■ **Outline annotation records**:
□ □ □ □
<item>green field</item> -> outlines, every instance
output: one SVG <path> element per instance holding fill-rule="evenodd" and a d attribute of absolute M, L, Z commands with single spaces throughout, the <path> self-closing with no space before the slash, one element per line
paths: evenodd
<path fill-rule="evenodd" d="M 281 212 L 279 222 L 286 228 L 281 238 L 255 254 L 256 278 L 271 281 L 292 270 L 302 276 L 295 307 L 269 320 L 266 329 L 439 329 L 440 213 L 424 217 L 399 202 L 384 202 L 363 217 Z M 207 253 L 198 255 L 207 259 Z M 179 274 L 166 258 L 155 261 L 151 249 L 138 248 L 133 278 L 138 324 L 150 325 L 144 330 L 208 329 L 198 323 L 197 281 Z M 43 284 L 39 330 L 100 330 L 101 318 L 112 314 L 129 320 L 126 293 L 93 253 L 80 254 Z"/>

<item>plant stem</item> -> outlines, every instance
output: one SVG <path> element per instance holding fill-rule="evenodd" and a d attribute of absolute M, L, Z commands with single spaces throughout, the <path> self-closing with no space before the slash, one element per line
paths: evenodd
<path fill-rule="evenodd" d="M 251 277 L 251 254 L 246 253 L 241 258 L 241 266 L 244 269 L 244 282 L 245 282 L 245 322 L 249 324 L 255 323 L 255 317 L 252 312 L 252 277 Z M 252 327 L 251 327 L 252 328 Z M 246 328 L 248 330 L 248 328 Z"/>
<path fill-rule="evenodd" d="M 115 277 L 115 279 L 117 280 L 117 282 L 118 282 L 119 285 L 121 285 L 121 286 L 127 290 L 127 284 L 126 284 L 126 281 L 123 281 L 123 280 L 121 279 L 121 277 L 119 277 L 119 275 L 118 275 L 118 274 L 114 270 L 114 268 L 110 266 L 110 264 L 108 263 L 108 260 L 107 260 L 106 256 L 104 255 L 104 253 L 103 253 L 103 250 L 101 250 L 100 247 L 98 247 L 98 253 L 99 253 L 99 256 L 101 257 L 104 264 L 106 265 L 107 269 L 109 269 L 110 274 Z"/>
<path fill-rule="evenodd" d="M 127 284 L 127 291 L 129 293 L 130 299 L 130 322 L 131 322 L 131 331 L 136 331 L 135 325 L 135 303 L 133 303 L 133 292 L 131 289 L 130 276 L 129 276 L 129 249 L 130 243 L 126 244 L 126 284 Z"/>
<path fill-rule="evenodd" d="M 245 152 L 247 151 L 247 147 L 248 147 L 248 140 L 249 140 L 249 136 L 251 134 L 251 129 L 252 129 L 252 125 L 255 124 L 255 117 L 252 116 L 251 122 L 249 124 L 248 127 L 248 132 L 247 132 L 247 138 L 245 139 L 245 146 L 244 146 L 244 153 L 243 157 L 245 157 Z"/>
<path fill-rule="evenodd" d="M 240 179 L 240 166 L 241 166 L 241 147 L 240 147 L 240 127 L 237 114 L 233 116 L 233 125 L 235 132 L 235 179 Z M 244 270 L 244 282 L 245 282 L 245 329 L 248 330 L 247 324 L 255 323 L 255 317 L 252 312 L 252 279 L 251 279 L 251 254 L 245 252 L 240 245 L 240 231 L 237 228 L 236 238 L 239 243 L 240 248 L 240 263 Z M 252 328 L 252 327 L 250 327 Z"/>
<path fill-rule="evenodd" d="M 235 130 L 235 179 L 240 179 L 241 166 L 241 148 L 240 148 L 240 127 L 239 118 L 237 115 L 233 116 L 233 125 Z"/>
□ □ □ □
■ **Exercise instructions**:
Duplicate every line of the material above, keeping each character unchanged.

■ **The completed task**:
<item>green field</item> -> outlines, every instance
output: one SVG <path> element per instance holding fill-rule="evenodd" and a d attribute of absolute M, L, Z commands with single spaces throughout, the <path> self-closing with no space before the slash, one element per line
paths: evenodd
<path fill-rule="evenodd" d="M 281 212 L 279 222 L 286 228 L 281 238 L 255 254 L 256 278 L 271 281 L 292 270 L 302 276 L 295 307 L 269 320 L 266 329 L 439 329 L 440 213 L 424 217 L 399 202 L 384 202 L 363 217 Z M 207 253 L 198 255 L 207 259 Z M 179 274 L 166 258 L 155 261 L 151 249 L 138 248 L 133 278 L 138 324 L 150 325 L 144 330 L 208 329 L 198 323 L 197 281 Z M 43 284 L 39 330 L 100 330 L 101 318 L 112 314 L 129 320 L 126 293 L 93 253 L 80 254 Z"/>

<item>plant stem</item> -> outlines, every instance
output: one SVG <path> element per instance holding fill-rule="evenodd" and a d attribute of absolute M, L, Z commands with single spaces throughout, the <path> self-closing with no space before the slash, one element per line
paths: evenodd
<path fill-rule="evenodd" d="M 251 277 L 251 254 L 246 253 L 241 258 L 241 266 L 244 269 L 244 282 L 245 282 L 245 322 L 249 324 L 255 323 L 255 317 L 252 312 L 252 277 Z M 252 327 L 251 327 L 252 328 Z M 246 328 L 248 330 L 248 328 Z"/>
<path fill-rule="evenodd" d="M 115 277 L 115 279 L 117 280 L 117 282 L 118 282 L 119 285 L 121 285 L 121 286 L 127 290 L 127 284 L 126 284 L 126 281 L 123 281 L 123 280 L 121 279 L 121 277 L 119 277 L 119 275 L 118 275 L 118 274 L 114 270 L 114 268 L 110 266 L 110 264 L 108 263 L 108 260 L 107 260 L 106 256 L 104 255 L 104 253 L 103 253 L 103 250 L 101 250 L 100 247 L 98 247 L 98 253 L 99 253 L 99 256 L 101 257 L 104 264 L 106 265 L 107 269 L 109 269 L 110 274 Z"/>
<path fill-rule="evenodd" d="M 127 284 L 127 291 L 129 293 L 130 299 L 130 322 L 131 322 L 131 331 L 136 331 L 135 325 L 135 303 L 133 303 L 133 292 L 131 289 L 130 276 L 129 276 L 129 249 L 130 243 L 126 244 L 126 284 Z"/>
<path fill-rule="evenodd" d="M 245 152 L 247 151 L 247 147 L 248 147 L 248 140 L 249 140 L 249 136 L 251 134 L 251 129 L 252 129 L 252 125 L 255 124 L 255 117 L 252 116 L 251 122 L 249 124 L 248 127 L 248 132 L 247 132 L 247 138 L 245 139 L 245 146 L 244 146 L 244 153 L 243 157 L 245 157 Z"/>
<path fill-rule="evenodd" d="M 240 179 L 240 166 L 241 166 L 241 147 L 240 147 L 240 127 L 237 114 L 233 116 L 233 125 L 235 132 L 235 179 Z M 244 270 L 244 282 L 245 282 L 245 329 L 248 330 L 247 324 L 255 323 L 255 317 L 252 312 L 252 279 L 251 279 L 251 254 L 245 252 L 240 245 L 240 231 L 237 228 L 236 238 L 239 243 L 240 248 L 240 263 Z M 252 328 L 252 327 L 250 327 Z"/>
<path fill-rule="evenodd" d="M 235 130 L 235 179 L 240 179 L 241 166 L 241 148 L 240 148 L 240 127 L 239 118 L 237 115 L 233 116 L 233 125 Z"/>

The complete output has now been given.